Premia lub...
Czy urzędnicy tworzą
dokumenty, by móc oskarżyć o kłamstwo Bożenę Szumielewicz, która
przed komisją śledczą ujawniła przestępstwo? - stawia pytanie "GW".
06.12.2003 | aktual.: 06.12.2003 08:20
Dziennik wyjaśnia, że chodzi o legislatorkę Rządowego Centrum Legislacji, która zauważyła w marcu brak słów "lub czasopism" w rządowym projekcie ustawy medialnej. O tym, że tych słów ma nie być przekonało ją trzech prawników: Tomasz Łopacki z Ministerstwa Kultury oraz Janina Sokołowska i Iwona Galińska z KRRiT.
Szef RCL, sekretarz Rady Ministrów Aleksander Proksa, zeznawał przed komisją, ze Szumielewicz została wówczas ukarana odebraniem jej premii, gdyż nie sprawdziła w stenogramie z posiedzenia rządu, jak było. Szumielewicz twierdziła, że nie miała dostępu do stenogramu. Dwa dni temu "GW" odkryła, że kary nie było.
Proksa nie umiał wyjaśnić, dlaczego mijał się z prawdą, zeznając przed komisją śledczą. Nie chciał też powiedzieć "GW", dlaczego teraz Szumielewicz została pozbawiona premii kwartalnej.

UDOSTĘPNIONY MATERIAŁ.
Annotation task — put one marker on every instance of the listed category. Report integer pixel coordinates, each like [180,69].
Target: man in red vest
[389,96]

KRÓTKIE ZADANIE. Jakich słów brakowało w rządowym projekcie ustawy medialnej według fragmentu tekstu?

ROZWIĄZANIE ZADANIA. Brakowało słów „lub czasopism”.